→ **QUOTED PASSAGE**
══════
A species of roundworm that is widely used in biological research can sense and respond to sound, despite having no ear-like organs, according to a new study from the University of Michigan Life Sciences Institute (LSI).
The findings, published on September 22 in the journal Neuron, offer a new biological tool for studying the genetic mechanisms underlying the sense of hearing.
Researchers in the lab of Shawn Xu at the Life Sciences Institute have been using Caenorhabditis elegans to study sensory biology for more than 15 years. When his lab began this work, these millimeter-long worms were thought to have only three main senses: touch, smell and taste.
Xu's lab has since established that worms have the ability to sense light, despite having no eyes, as well as the ability to sense their own body posture during movement (also known as the sense of proprioception).
"There was just one more primary sense missing -- auditory sensation, or hearing. But hearing is unlike other senses, which are found widely across other animal phyla. It's really only been discovered in vertebrates and some arthropods. And the vast majority of invertebrate species are thus believed to be sound insensitive," said Xu, LSI research professor and the study's senior author.
══════
→ **INFORMATION**
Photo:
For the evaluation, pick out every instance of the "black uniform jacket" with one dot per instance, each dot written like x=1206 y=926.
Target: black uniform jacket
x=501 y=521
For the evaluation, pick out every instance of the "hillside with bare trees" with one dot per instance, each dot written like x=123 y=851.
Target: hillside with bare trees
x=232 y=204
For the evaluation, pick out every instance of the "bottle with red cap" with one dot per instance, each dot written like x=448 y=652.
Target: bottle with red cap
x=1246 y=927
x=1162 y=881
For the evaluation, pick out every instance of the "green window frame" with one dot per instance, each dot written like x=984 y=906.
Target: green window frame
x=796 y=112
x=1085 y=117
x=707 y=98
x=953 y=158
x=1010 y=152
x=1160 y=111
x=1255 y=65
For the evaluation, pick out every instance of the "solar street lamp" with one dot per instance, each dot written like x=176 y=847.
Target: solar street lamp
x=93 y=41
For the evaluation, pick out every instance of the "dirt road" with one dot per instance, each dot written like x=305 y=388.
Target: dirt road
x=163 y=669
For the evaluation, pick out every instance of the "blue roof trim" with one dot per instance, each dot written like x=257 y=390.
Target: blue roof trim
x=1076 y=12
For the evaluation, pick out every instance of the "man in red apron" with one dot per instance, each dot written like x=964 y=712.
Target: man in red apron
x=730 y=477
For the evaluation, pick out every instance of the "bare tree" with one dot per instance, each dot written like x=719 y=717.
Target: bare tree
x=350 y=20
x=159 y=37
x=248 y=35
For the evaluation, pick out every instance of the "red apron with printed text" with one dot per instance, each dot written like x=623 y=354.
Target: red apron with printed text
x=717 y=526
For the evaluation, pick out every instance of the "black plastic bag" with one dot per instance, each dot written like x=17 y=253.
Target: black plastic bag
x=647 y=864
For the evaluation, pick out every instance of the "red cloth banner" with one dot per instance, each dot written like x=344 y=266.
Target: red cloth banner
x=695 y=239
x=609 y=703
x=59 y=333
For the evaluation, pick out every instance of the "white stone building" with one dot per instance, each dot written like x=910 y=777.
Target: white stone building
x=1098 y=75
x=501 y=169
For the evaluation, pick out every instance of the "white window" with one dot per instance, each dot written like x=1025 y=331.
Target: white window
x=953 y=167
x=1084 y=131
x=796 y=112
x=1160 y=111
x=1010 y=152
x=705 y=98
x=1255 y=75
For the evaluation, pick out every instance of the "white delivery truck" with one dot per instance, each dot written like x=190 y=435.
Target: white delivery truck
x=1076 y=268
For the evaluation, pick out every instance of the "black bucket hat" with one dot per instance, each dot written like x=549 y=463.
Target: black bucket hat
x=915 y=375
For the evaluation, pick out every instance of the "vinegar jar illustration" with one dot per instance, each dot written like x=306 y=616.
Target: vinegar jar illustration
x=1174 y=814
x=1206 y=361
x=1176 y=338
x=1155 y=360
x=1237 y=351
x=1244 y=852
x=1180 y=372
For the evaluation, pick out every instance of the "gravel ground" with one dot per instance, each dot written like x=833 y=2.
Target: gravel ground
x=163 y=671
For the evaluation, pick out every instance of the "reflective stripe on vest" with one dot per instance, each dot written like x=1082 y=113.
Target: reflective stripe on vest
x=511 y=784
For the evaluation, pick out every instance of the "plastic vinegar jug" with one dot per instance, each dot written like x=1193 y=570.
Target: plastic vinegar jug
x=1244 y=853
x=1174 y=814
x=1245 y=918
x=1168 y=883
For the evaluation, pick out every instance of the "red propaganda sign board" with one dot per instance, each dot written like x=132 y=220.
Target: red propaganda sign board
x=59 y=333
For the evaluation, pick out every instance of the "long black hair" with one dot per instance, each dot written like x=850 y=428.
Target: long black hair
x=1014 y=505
══════
→ **TASK SET**
1 - Answer these questions from the article on roundworm hearing.
(a) In which journal were the findings published?
(b) For how long have researchers in Xu's lab been using Caenorhabditis elegans to study sensory biology?
(c) Which three main senses were the worms once thought to have?
2 - Decide whether each statement agrees with the article on roundworm hearing. Answer yes or no, and quote the words that decide it.
(a) The worms can sense light even though they have no eyes.
(b) Hearing has been discovered across a wide range of animal phyla.
(c) The findings were published on September 12.
3 - Continue the article on roundworm hearing from the point where it stops.
The rows have nothing to do with the article on roundworm hearing.

→ **RESPONSES PER TASK**
1 -
(a) Neuron
(b) More than 15 years
(c) Touch, smell and taste

2 -
(a) Yes: "worms have the ability to sense light, despite having no eyes"
(b) No: "It's really only been discovered in vertebrates and some arthropods."
(c) No: "published on September 22 in the journal Neuron"

3 -
"We proved that worms responded to airborne sounds in the range of 100 hertz to 5 kilohertz -- a range broader than some vertebrates can sense. When a tone in that range was played, worms quickly moved away from the source of the sound, demonstrating that they not only hear the tone but sense where it's coming from," he explained.
The researchers conducted several experiments to ensure the worms were responding to airborne sound waves. They found that worms have two types of auditory sensory neurons that are tightly connected to the worms' skin. When sound waves bump into the worms' skin, they vibrate it.